给定任务 1
下面三项说法与摘录是否相符?请逐项回答"是"或"否",并一字不差地引用摘录中起决定作用的原文。(a) labels字段设为"enabled": false后完全不被索引,只存在_source中;(b) 摘录推荐age字段使用long类型;(c) 嵌套深度限制的默认值是50。
给定任务 2
按照摘录,价格19.99使用scaled_float类型后会存储为什么数值?

所给摘录
▼
问题:动态Mapping可能创建不必要的字段,导致性能下降。

解决方案:

PUT /logs
{
  "mappings": {
    // 严格模式:拒绝未定义字段
    "dynamic": "strict",

    // 或者只允许特定字段动态
    "properties": {
      "message": { "type": "text" },
      "level": { "type": "keyword" },

      // metadata可以动态添加
      "metadata": {
        "type": "object",
        "dynamic": true
      },

      // labels不索引,只存储
      "labels": {
        "type": "object",
        "enabled": false  // 完全不索引,只存在_source中
      }
    }
  }
}

1.4 数值类型优化

{
  "mappings": {
    "properties": {
      //  错误:所有数字都用long
      "age": { "type": "long" },         // 浪费空间
      "count": { "type": "long" },

      //  正确:根据范围选择类型
      "age": { "type": "byte" },         // -128 to 127
      "count": { "type": "integer" },    // -2^31 to 2^31-1
      "distance": { "type": "float" },   // 单精度够用

      // 价格用scaled_float,节省50%空间
      "price": {
        "type": "scaled_float",
        "scaling_factor": 100  // 存储为整数×100
      }
      // 19.99 → 存储为 1999
    }
  }
}

1.5 避免字段爆炸

问题:字段数过多导致映射膨胀。

限制配置:

PUT /logs/_settings
{
  "index.mapping.total_fields.limit": 1000,      // 字段总数限制(默认1000)
  "index.mapping.depth.limit": 20,               // 嵌套深度限制(默认20)
  "index.mapping.nested_fields.limit": 50,       // nested字段限制(默认50)
  "index.mapping.nested_objects.limit": 10000    // nested对象限制(默认10000)
▲
源数据
▼
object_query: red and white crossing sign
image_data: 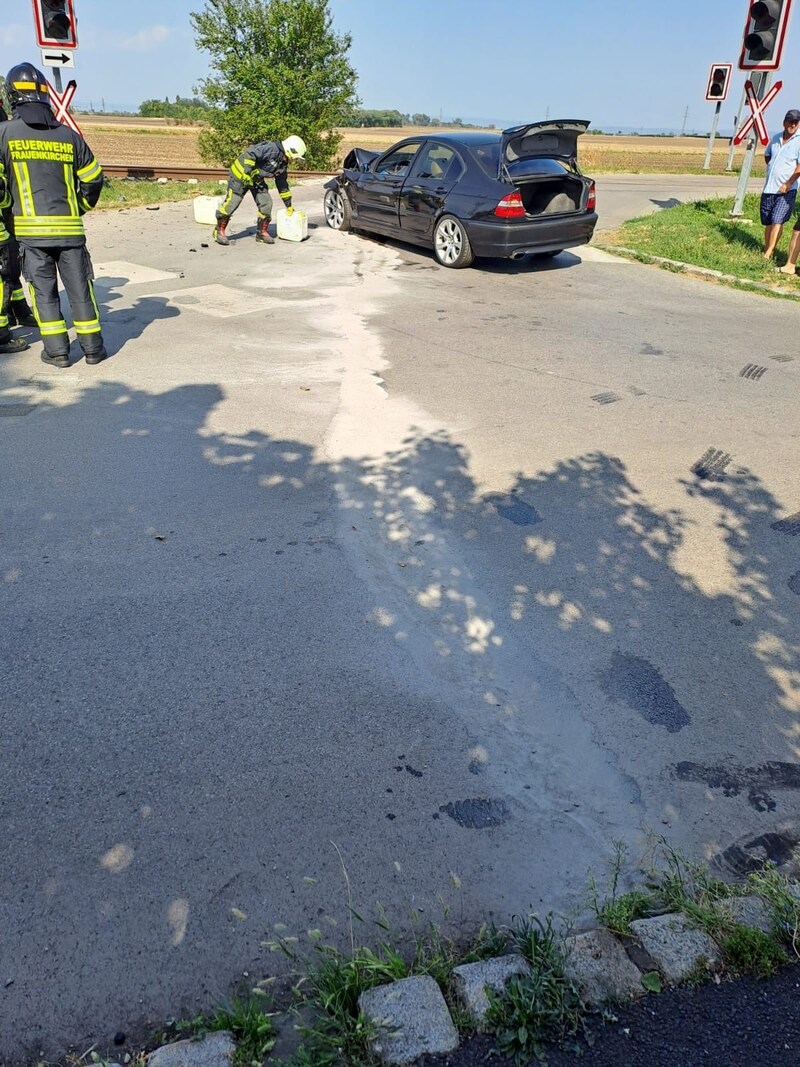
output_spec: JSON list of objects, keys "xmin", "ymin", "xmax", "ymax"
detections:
▲
练习答案 1
(a) 是。"完全不索引,只存在_source中"
(b) 否。"错误:所有数字都用long"
(c) 否。"嵌套深度限制(默认20)"

练习答案 2
存储为1999。